> **TO BE DONE**
Present every line of the data below as a numbered list, leaving out the blank lines.

===============

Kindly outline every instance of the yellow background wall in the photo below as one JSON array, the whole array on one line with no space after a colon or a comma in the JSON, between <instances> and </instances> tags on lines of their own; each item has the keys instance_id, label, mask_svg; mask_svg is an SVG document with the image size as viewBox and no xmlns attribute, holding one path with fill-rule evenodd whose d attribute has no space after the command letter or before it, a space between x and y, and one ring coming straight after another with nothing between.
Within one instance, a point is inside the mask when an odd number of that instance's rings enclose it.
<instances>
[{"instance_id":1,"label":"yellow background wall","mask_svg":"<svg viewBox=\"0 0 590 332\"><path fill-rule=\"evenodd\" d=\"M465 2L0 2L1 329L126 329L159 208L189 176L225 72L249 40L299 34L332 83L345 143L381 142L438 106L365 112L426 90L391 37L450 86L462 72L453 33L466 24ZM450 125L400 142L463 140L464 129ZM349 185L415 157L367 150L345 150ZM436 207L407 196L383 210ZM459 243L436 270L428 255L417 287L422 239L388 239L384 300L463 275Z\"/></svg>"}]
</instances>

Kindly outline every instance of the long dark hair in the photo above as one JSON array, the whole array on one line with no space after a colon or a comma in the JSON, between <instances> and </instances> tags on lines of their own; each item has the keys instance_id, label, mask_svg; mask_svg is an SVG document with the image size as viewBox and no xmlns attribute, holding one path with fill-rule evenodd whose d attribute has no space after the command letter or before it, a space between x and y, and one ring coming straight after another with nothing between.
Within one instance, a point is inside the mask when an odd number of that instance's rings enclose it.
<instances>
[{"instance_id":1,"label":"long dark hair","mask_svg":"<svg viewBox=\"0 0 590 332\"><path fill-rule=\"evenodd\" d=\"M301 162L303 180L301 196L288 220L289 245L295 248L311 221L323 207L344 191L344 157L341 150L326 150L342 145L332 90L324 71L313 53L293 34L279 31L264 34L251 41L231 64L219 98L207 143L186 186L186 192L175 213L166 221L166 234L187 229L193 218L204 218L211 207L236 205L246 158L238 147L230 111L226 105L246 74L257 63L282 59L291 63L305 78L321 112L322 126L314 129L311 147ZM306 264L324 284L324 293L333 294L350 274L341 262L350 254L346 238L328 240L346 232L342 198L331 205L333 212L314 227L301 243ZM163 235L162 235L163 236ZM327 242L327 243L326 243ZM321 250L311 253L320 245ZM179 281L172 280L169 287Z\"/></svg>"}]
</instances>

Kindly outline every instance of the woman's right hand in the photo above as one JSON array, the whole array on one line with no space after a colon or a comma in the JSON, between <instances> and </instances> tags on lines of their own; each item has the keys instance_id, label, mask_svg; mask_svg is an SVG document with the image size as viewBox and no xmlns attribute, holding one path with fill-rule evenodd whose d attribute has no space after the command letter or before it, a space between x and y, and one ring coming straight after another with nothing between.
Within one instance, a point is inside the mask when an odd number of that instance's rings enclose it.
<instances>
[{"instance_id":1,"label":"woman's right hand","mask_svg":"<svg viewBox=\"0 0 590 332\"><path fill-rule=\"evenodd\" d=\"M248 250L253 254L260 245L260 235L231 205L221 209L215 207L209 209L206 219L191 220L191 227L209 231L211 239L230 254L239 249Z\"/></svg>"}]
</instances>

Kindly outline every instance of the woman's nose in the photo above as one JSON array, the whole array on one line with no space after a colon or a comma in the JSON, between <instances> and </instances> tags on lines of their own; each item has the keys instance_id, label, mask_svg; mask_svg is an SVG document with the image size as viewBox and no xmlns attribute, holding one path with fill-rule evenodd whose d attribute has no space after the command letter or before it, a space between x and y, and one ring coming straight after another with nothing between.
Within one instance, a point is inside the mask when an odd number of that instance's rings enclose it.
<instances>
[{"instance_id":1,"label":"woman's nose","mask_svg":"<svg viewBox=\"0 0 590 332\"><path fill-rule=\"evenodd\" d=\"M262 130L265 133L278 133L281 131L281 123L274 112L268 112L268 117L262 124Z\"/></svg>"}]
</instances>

===============

> **EXERCISE RESULT**
1. Kindly outline every instance of the yellow background wall in the photo below as one JSON array, the whole array on one line with no space after a colon or a comma in the JSON, between <instances> and </instances> tags on lines of their own; each item has the keys instance_id, label, mask_svg; mask_svg is an SVG document with the image size as viewBox and no xmlns attribute, holding one path with fill-rule evenodd whose d attribute has no space after the command letter or before it, a space between x and y, and one ring coming straight after another with nothing between.
2. Within one instance, a point is inside the mask when an odd number of that instance's rings enclose it.
3. <instances>
4. [{"instance_id":1,"label":"yellow background wall","mask_svg":"<svg viewBox=\"0 0 590 332\"><path fill-rule=\"evenodd\" d=\"M465 2L0 2L1 329L126 329L159 208L189 176L225 72L249 40L299 34L332 83L345 143L381 142L438 106L365 112L426 90L391 37L450 86L462 72L453 33L466 24ZM450 125L400 142L463 140L464 129ZM349 185L415 157L367 150L345 150ZM436 207L407 196L383 210ZM459 243L436 270L428 255L417 287L422 239L388 239L384 300L463 275Z\"/></svg>"}]
5. </instances>
6. Kindly outline every instance of the long dark hair in the photo above as one JSON array, the whole array on one line with no space after a colon or a comma in the JSON, between <instances> and </instances> tags on lines of their own; each item has the keys instance_id, label, mask_svg; mask_svg is an SVG document with the image size as viewBox and no xmlns attribute, holding one path with fill-rule evenodd whose d attribute has no space after the command letter or before it, a space between x and y, and one ring coming straight after another with nothing between.
7. Within one instance, a point is inside the mask when an odd number of that instance's rings enclose it.
8. <instances>
9. [{"instance_id":1,"label":"long dark hair","mask_svg":"<svg viewBox=\"0 0 590 332\"><path fill-rule=\"evenodd\" d=\"M301 162L303 180L301 196L288 220L289 245L295 248L311 221L323 207L344 191L344 157L341 150L326 150L342 145L332 90L324 71L313 53L293 34L279 31L264 34L251 41L231 64L219 98L207 143L186 186L186 192L175 213L166 221L166 234L187 229L193 218L204 218L211 207L236 205L246 158L238 147L230 111L226 105L246 74L257 63L282 59L291 63L305 78L321 112L322 126L314 129L311 147ZM306 264L324 284L324 293L333 294L350 274L341 262L350 254L346 238L328 240L346 232L342 198L331 205L333 212L314 227L301 243ZM163 235L162 235L163 236ZM327 242L327 243L326 243ZM321 250L311 253L320 245ZM179 281L172 280L169 287Z\"/></svg>"}]
10. </instances>
11. Kindly outline every instance of the woman's right hand in the photo above as one JSON array, the whole array on one line with no space after a colon or a comma in the JSON, between <instances> and </instances> tags on lines of their own; each item has the keys instance_id, label, mask_svg; mask_svg is an SVG document with the image size as viewBox and no xmlns attribute, holding one path with fill-rule evenodd whose d attribute has no space after the command letter or before it, a space between x and y, and one ring coming straight after another with nothing between.
12. Within one instance, a point is inside the mask when an odd number of that instance's rings enclose it.
13. <instances>
14. [{"instance_id":1,"label":"woman's right hand","mask_svg":"<svg viewBox=\"0 0 590 332\"><path fill-rule=\"evenodd\" d=\"M248 250L253 254L260 245L260 235L231 205L221 209L215 207L209 209L206 219L191 220L191 227L209 231L211 239L230 254L239 249Z\"/></svg>"}]
15. </instances>
16. Kindly outline every instance of the woman's nose in the photo above as one JSON array, the whole array on one line with no space after a colon or a comma in the JSON, between <instances> and </instances> tags on lines of their own; each item has the keys instance_id, label, mask_svg; mask_svg is an SVG document with the image size as viewBox and no xmlns attribute, holding one path with fill-rule evenodd whose d attribute has no space after the command letter or before it, a space between x and y, and one ring coming straight after another with nothing between.
17. Within one instance, a point is inside the mask when an odd number of that instance's rings enclose it.
18. <instances>
19. [{"instance_id":1,"label":"woman's nose","mask_svg":"<svg viewBox=\"0 0 590 332\"><path fill-rule=\"evenodd\" d=\"M262 130L265 133L278 133L281 131L281 123L274 112L268 112L268 117L262 124Z\"/></svg>"}]
20. </instances>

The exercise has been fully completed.